• [Job]: Each record is to be transcribed exactly.

[BEGIN Input rows]

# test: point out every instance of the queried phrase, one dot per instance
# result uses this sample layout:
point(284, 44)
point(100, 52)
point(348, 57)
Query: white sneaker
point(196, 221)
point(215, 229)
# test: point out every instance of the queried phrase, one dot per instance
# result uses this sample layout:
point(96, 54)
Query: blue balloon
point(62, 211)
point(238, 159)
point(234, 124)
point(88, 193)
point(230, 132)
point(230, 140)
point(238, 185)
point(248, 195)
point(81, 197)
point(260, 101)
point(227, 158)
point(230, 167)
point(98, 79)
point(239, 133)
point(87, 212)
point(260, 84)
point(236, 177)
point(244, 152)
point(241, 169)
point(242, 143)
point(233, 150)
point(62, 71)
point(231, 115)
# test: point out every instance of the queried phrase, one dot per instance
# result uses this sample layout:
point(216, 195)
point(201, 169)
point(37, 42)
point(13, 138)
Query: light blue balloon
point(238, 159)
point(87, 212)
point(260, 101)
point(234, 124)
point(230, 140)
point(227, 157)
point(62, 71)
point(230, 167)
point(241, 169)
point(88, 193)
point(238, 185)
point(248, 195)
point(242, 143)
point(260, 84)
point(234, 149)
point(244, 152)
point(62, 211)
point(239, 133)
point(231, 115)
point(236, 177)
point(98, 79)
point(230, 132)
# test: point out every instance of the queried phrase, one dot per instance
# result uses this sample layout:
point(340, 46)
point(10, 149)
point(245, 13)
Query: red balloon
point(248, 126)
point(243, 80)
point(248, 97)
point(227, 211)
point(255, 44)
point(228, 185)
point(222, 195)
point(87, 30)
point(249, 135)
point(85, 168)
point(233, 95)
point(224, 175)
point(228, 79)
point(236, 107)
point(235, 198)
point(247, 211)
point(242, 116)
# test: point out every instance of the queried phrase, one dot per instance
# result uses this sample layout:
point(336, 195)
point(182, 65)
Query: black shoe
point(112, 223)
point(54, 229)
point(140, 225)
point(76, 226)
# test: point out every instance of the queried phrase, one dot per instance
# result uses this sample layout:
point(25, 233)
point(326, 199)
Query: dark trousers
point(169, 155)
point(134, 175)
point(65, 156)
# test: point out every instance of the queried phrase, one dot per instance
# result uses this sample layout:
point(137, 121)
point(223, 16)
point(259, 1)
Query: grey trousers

[END Input rows]

• [Correct response]:
# test: point out every instance of the queried phrase, one dot per instance
# result uses this sample layout:
point(284, 44)
point(100, 52)
point(348, 57)
Query: white sneaker
point(196, 221)
point(215, 229)
# test: point out every instance of the queried phrase, one dot per instance
# result uses this sample layout:
point(96, 54)
Query: blue balloon
point(62, 211)
point(238, 159)
point(234, 124)
point(88, 193)
point(230, 132)
point(230, 140)
point(238, 185)
point(248, 195)
point(81, 197)
point(260, 101)
point(227, 158)
point(230, 167)
point(98, 79)
point(239, 133)
point(87, 212)
point(260, 84)
point(236, 177)
point(244, 152)
point(241, 169)
point(242, 143)
point(233, 150)
point(62, 71)
point(231, 115)
# test: point out every instance of the queried phrase, one dot per instance
# result uses this sample layout:
point(216, 195)
point(201, 169)
point(37, 42)
point(13, 138)
Query: light blue balloon
point(238, 159)
point(87, 212)
point(260, 101)
point(234, 124)
point(230, 140)
point(227, 157)
point(62, 71)
point(230, 167)
point(241, 169)
point(88, 193)
point(238, 185)
point(248, 195)
point(242, 143)
point(260, 84)
point(234, 149)
point(244, 152)
point(62, 211)
point(239, 133)
point(231, 115)
point(236, 177)
point(98, 79)
point(230, 132)
# test: point out every instance of the queried phrase, one dot per instance
# result uses this sample layout:
point(340, 46)
point(10, 149)
point(245, 13)
Query: red balloon
point(248, 126)
point(243, 80)
point(248, 97)
point(227, 211)
point(255, 44)
point(228, 185)
point(222, 195)
point(87, 30)
point(249, 135)
point(85, 168)
point(233, 95)
point(224, 175)
point(228, 79)
point(236, 107)
point(235, 198)
point(247, 211)
point(242, 116)
# test: point out every instance of the queried phrase, one dot per instance
# result uses this sample layout:
point(336, 195)
point(182, 65)
Query: black shoe
point(112, 223)
point(54, 229)
point(140, 225)
point(76, 226)
# test: point out every instance of the queried phrase, one dot per instance
# result uses this sample layout:
point(25, 233)
point(326, 199)
Query: dark trousers
point(169, 155)
point(134, 175)
point(65, 156)
# test: point out every instance of the queried phrase, one dot per instance
# result uses this sample layout:
point(137, 121)
point(223, 16)
point(259, 1)
Query: grey trousers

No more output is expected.